**STATED GOAL:** Copy every one of the following items word for word, leaving out the pictures.

[Excerpts of labeled region data]
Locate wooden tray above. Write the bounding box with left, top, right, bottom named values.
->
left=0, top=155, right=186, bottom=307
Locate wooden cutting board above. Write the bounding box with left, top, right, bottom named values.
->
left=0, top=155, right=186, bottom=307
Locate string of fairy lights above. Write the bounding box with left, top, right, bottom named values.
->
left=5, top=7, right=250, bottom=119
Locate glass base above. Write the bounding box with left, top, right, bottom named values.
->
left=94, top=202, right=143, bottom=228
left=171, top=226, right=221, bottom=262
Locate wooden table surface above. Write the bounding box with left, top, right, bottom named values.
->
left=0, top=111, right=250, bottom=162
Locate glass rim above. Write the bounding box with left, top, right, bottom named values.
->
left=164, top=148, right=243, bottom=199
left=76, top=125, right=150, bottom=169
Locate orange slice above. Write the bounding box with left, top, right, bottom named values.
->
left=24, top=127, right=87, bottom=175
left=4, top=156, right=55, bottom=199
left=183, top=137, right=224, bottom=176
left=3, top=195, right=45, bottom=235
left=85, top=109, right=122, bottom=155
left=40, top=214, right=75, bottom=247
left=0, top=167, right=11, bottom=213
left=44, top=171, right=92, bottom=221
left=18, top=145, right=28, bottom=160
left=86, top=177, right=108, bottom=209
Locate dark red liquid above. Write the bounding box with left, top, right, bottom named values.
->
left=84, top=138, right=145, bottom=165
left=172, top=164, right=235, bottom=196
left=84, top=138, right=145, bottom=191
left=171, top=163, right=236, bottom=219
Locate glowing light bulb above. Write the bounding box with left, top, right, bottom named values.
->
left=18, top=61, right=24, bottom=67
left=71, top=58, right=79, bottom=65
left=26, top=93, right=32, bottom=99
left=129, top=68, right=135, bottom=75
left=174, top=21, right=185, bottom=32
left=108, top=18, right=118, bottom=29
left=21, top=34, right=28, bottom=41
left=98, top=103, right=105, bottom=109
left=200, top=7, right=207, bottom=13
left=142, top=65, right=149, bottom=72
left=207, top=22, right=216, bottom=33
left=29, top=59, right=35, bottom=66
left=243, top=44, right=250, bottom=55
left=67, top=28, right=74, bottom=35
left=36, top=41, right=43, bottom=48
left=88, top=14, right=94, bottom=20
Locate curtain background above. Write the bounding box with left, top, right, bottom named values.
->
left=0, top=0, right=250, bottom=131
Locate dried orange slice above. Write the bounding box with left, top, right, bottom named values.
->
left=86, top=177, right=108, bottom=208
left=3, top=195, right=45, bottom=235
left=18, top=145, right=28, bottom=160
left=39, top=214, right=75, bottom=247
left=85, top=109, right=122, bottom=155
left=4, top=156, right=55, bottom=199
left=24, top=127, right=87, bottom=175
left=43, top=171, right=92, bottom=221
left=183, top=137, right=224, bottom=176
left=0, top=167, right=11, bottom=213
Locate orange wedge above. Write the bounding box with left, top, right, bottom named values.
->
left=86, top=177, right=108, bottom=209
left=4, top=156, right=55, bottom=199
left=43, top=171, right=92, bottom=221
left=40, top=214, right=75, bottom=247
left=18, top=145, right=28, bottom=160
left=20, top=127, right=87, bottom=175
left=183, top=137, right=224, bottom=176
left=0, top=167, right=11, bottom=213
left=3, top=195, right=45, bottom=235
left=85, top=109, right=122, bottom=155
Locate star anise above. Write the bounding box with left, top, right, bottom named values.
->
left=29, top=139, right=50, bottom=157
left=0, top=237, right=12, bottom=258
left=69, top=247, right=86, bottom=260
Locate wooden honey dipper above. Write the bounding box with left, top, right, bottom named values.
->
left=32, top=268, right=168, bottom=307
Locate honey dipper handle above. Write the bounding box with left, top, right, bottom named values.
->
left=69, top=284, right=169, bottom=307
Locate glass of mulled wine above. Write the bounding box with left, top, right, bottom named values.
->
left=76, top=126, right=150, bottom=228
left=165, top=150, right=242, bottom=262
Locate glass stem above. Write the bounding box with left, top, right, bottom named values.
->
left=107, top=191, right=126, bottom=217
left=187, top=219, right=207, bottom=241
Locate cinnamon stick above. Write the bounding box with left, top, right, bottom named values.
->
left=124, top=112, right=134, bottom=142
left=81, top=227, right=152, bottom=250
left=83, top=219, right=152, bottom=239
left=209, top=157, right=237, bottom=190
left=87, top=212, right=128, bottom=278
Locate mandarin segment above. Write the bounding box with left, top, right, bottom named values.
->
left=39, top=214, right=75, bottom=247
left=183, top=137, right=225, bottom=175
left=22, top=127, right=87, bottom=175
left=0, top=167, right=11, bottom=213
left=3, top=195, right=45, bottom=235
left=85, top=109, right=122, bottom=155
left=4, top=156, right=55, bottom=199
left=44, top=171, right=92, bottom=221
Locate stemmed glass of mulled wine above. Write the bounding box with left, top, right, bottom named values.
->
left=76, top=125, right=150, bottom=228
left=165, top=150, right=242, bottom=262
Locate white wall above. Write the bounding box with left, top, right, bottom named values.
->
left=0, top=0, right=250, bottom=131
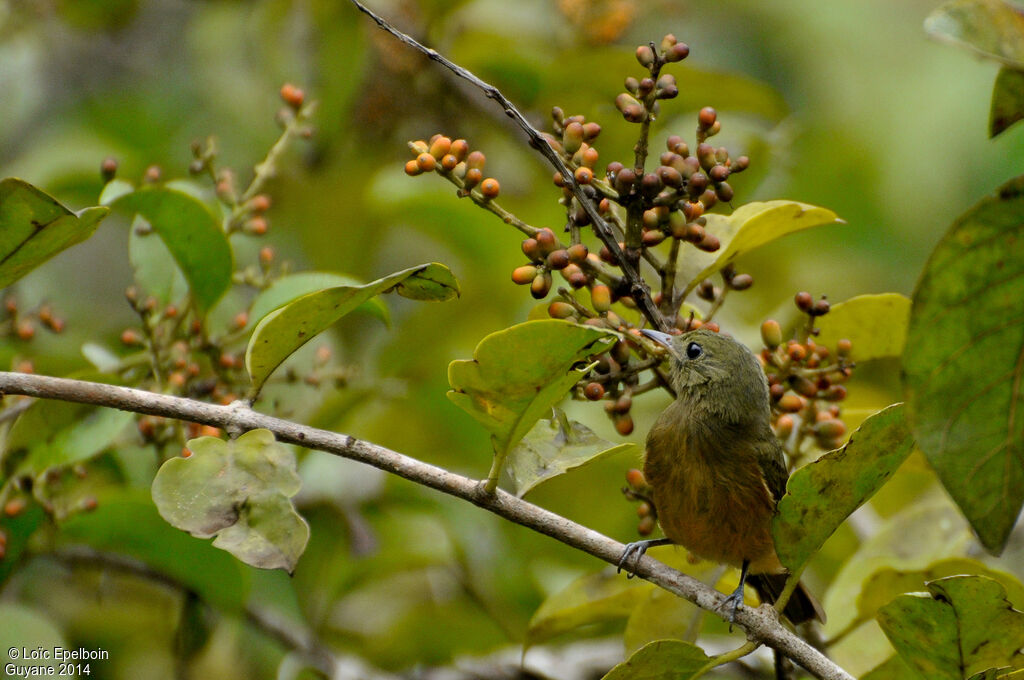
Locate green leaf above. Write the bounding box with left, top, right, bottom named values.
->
left=860, top=654, right=918, bottom=680
left=508, top=409, right=640, bottom=498
left=772, top=403, right=913, bottom=571
left=246, top=262, right=459, bottom=392
left=857, top=557, right=1024, bottom=623
left=128, top=215, right=188, bottom=305
left=0, top=177, right=110, bottom=288
left=7, top=401, right=134, bottom=476
left=153, top=429, right=309, bottom=572
left=683, top=201, right=843, bottom=297
left=101, top=184, right=234, bottom=312
left=523, top=568, right=654, bottom=648
left=447, top=318, right=615, bottom=483
left=57, top=490, right=249, bottom=613
left=925, top=0, right=1024, bottom=69
left=879, top=576, right=1024, bottom=680
left=0, top=601, right=68, bottom=659
left=814, top=293, right=910, bottom=362
left=903, top=176, right=1024, bottom=554
left=988, top=67, right=1024, bottom=137
left=249, top=271, right=391, bottom=326
left=602, top=640, right=711, bottom=680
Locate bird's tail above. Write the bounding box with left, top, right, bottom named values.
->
left=746, top=573, right=825, bottom=625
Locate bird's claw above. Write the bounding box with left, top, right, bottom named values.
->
left=615, top=541, right=648, bottom=579
left=718, top=584, right=743, bottom=633
left=615, top=539, right=672, bottom=579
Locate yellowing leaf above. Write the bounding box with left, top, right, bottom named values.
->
left=925, top=0, right=1024, bottom=69
left=683, top=201, right=843, bottom=297
left=153, top=429, right=309, bottom=572
left=447, top=318, right=615, bottom=484
left=772, top=403, right=913, bottom=571
left=814, top=293, right=910, bottom=362
left=903, top=176, right=1024, bottom=553
left=508, top=409, right=640, bottom=498
left=246, top=262, right=459, bottom=392
left=879, top=576, right=1024, bottom=680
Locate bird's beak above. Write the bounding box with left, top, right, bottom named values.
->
left=640, top=329, right=673, bottom=350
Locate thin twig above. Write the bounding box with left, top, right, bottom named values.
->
left=0, top=372, right=853, bottom=680
left=350, top=0, right=669, bottom=332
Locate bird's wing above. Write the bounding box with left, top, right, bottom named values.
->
left=755, top=434, right=790, bottom=503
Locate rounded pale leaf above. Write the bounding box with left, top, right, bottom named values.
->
left=0, top=177, right=111, bottom=288
left=903, top=177, right=1024, bottom=553
left=56, top=490, right=250, bottom=612
left=103, top=184, right=234, bottom=311
left=602, top=640, right=711, bottom=680
left=683, top=201, right=843, bottom=297
left=925, top=0, right=1024, bottom=69
left=246, top=263, right=459, bottom=392
left=814, top=293, right=910, bottom=362
left=879, top=576, right=1024, bottom=680
left=772, top=403, right=913, bottom=571
left=153, top=430, right=309, bottom=571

**RESPONSE TO THE TASK:**
Locate wooden tray above. Write the bounding box with left, top, right, bottom named values.
->
left=0, top=155, right=186, bottom=307
Locate wooden cutting board above. Write the bounding box with left, top, right, bottom named values.
->
left=0, top=155, right=186, bottom=307
Locate string of fairy lights above. Write the bounding box with left, top, right, bottom named values.
->
left=5, top=7, right=250, bottom=119
Locate glass base above. Write the bounding box with left, top, right, bottom named values.
->
left=94, top=202, right=143, bottom=228
left=171, top=226, right=221, bottom=262
Locate wooden table surface above. Write the bounding box with left, top, right, bottom named values.
->
left=0, top=111, right=250, bottom=162
Locate glass rim above. Write the bounding box with left, top, right, bottom named values.
->
left=164, top=148, right=243, bottom=199
left=76, top=125, right=150, bottom=169
Locate orange slice above. Write the bounding box with left, top, right, bottom named values.
->
left=24, top=127, right=87, bottom=175
left=4, top=156, right=55, bottom=199
left=183, top=137, right=224, bottom=176
left=3, top=195, right=45, bottom=235
left=85, top=109, right=122, bottom=155
left=40, top=214, right=75, bottom=247
left=0, top=167, right=11, bottom=213
left=44, top=171, right=92, bottom=221
left=18, top=145, right=28, bottom=160
left=86, top=177, right=108, bottom=209
Locate dark red liquid above. Write the bounding box with left, top, right, bottom named values.
->
left=84, top=138, right=145, bottom=165
left=172, top=164, right=235, bottom=196
left=84, top=138, right=145, bottom=191
left=171, top=163, right=236, bottom=219
Locate glowing light bulb above. Write the bounding box with left, top, right, bottom named values.
->
left=18, top=61, right=24, bottom=67
left=71, top=58, right=79, bottom=65
left=26, top=93, right=32, bottom=99
left=129, top=68, right=135, bottom=75
left=174, top=21, right=185, bottom=32
left=108, top=18, right=118, bottom=29
left=21, top=34, right=28, bottom=41
left=98, top=103, right=105, bottom=109
left=200, top=7, right=207, bottom=13
left=142, top=65, right=149, bottom=72
left=207, top=22, right=216, bottom=33
left=29, top=59, right=35, bottom=66
left=243, top=44, right=250, bottom=55
left=67, top=28, right=74, bottom=35
left=36, top=41, right=43, bottom=48
left=88, top=14, right=94, bottom=20
Locate curtain background above. Write the bounding box with left, top, right, bottom named values.
->
left=0, top=0, right=250, bottom=131
Locate dried orange slice above. Write the bounding box with left, top, right, bottom named values.
->
left=86, top=177, right=108, bottom=208
left=3, top=195, right=45, bottom=235
left=18, top=145, right=28, bottom=160
left=39, top=214, right=75, bottom=247
left=85, top=109, right=122, bottom=155
left=4, top=156, right=55, bottom=199
left=24, top=127, right=87, bottom=175
left=43, top=171, right=92, bottom=221
left=183, top=137, right=224, bottom=176
left=0, top=167, right=11, bottom=213
Locate orange wedge above. Write the bounding box with left, top, right, bottom named values.
->
left=86, top=177, right=108, bottom=209
left=4, top=156, right=55, bottom=199
left=43, top=171, right=92, bottom=221
left=40, top=214, right=75, bottom=247
left=18, top=145, right=28, bottom=160
left=20, top=127, right=87, bottom=175
left=183, top=137, right=224, bottom=176
left=0, top=167, right=11, bottom=213
left=3, top=195, right=45, bottom=235
left=85, top=109, right=122, bottom=155
Locate star anise above. Write the bounding box with left, top, right, bottom named values.
->
left=29, top=139, right=50, bottom=157
left=0, top=237, right=12, bottom=258
left=69, top=247, right=86, bottom=260
Locate wooden honey dipper above. Write the bounding box with left, top, right, bottom named values.
->
left=32, top=268, right=168, bottom=307
Locate honey dipper handle above. Write the bounding box with left, top, right, bottom named values.
->
left=69, top=284, right=169, bottom=307
Locate glass of mulled wine above. Write the bounding box with left, top, right, bottom named values.
->
left=76, top=126, right=150, bottom=228
left=165, top=150, right=242, bottom=262
Locate glass stem above. Write the bounding box with left, top, right, bottom named values.
->
left=107, top=191, right=126, bottom=217
left=187, top=219, right=207, bottom=241
Locate cinnamon stick above. Write the bounding box with left, top, right, bottom named values.
->
left=124, top=112, right=134, bottom=142
left=81, top=227, right=152, bottom=250
left=83, top=219, right=152, bottom=239
left=209, top=157, right=237, bottom=190
left=87, top=212, right=128, bottom=278
Locate mandarin segment above. Write the bounding box with left, top, right, bottom named values.
->
left=39, top=214, right=75, bottom=247
left=183, top=137, right=225, bottom=175
left=22, top=127, right=87, bottom=175
left=0, top=167, right=11, bottom=213
left=3, top=195, right=45, bottom=235
left=85, top=109, right=122, bottom=155
left=4, top=156, right=55, bottom=199
left=44, top=171, right=92, bottom=221
Locate stemmed glass of mulled wine above. Write the bounding box with left, top, right, bottom named values.
->
left=76, top=125, right=150, bottom=228
left=165, top=150, right=242, bottom=262
Locate white wall above. Write the bounding box with left, top, right, bottom named values.
->
left=0, top=0, right=250, bottom=131
Locate green leaf above. Write the bounding box with left, top, right, bottom named values.
->
left=860, top=654, right=918, bottom=680
left=508, top=409, right=640, bottom=498
left=772, top=403, right=913, bottom=571
left=246, top=262, right=459, bottom=392
left=857, top=557, right=1024, bottom=623
left=128, top=215, right=188, bottom=305
left=0, top=177, right=110, bottom=288
left=7, top=401, right=134, bottom=476
left=153, top=429, right=309, bottom=572
left=683, top=201, right=843, bottom=297
left=101, top=184, right=234, bottom=312
left=523, top=568, right=654, bottom=648
left=447, top=318, right=615, bottom=483
left=57, top=490, right=249, bottom=613
left=925, top=0, right=1024, bottom=69
left=879, top=576, right=1024, bottom=680
left=0, top=601, right=68, bottom=659
left=814, top=293, right=910, bottom=362
left=903, top=176, right=1024, bottom=554
left=988, top=67, right=1024, bottom=137
left=249, top=271, right=391, bottom=326
left=602, top=640, right=711, bottom=680
Locate bird's tail above. Write the bounding box with left, top, right, bottom named values.
->
left=746, top=573, right=825, bottom=625
Locate bird's claw above. Write the bounding box with left, top, right, bottom named values.
->
left=615, top=541, right=648, bottom=579
left=718, top=584, right=743, bottom=633
left=615, top=539, right=672, bottom=579
Locate yellowing leaf above. Write the bounding box with left, top, right, bottom named values.
->
left=925, top=0, right=1024, bottom=69
left=683, top=201, right=843, bottom=297
left=153, top=429, right=309, bottom=572
left=447, top=318, right=615, bottom=484
left=772, top=403, right=913, bottom=571
left=814, top=293, right=910, bottom=362
left=903, top=176, right=1024, bottom=553
left=508, top=409, right=640, bottom=498
left=246, top=262, right=459, bottom=392
left=879, top=576, right=1024, bottom=680
Locate bird's beak above. Write the bounding box with left, top, right, bottom named values.
->
left=640, top=329, right=673, bottom=350
Locate thin twig above. Write the bounding box with left, top, right, bottom named values.
->
left=0, top=372, right=853, bottom=680
left=350, top=0, right=669, bottom=332
Locate bird's wing above. Write the bounding box with left, top, right, bottom named values.
->
left=755, top=434, right=790, bottom=503
Locate rounded pale leaf above. Write the bounding box with left, top, right, bottom named values.
->
left=0, top=177, right=111, bottom=288
left=903, top=177, right=1024, bottom=553
left=56, top=490, right=250, bottom=612
left=103, top=184, right=234, bottom=311
left=602, top=640, right=711, bottom=680
left=683, top=201, right=843, bottom=297
left=925, top=0, right=1024, bottom=69
left=246, top=263, right=459, bottom=392
left=814, top=293, right=910, bottom=362
left=879, top=576, right=1024, bottom=680
left=772, top=403, right=913, bottom=571
left=153, top=430, right=309, bottom=571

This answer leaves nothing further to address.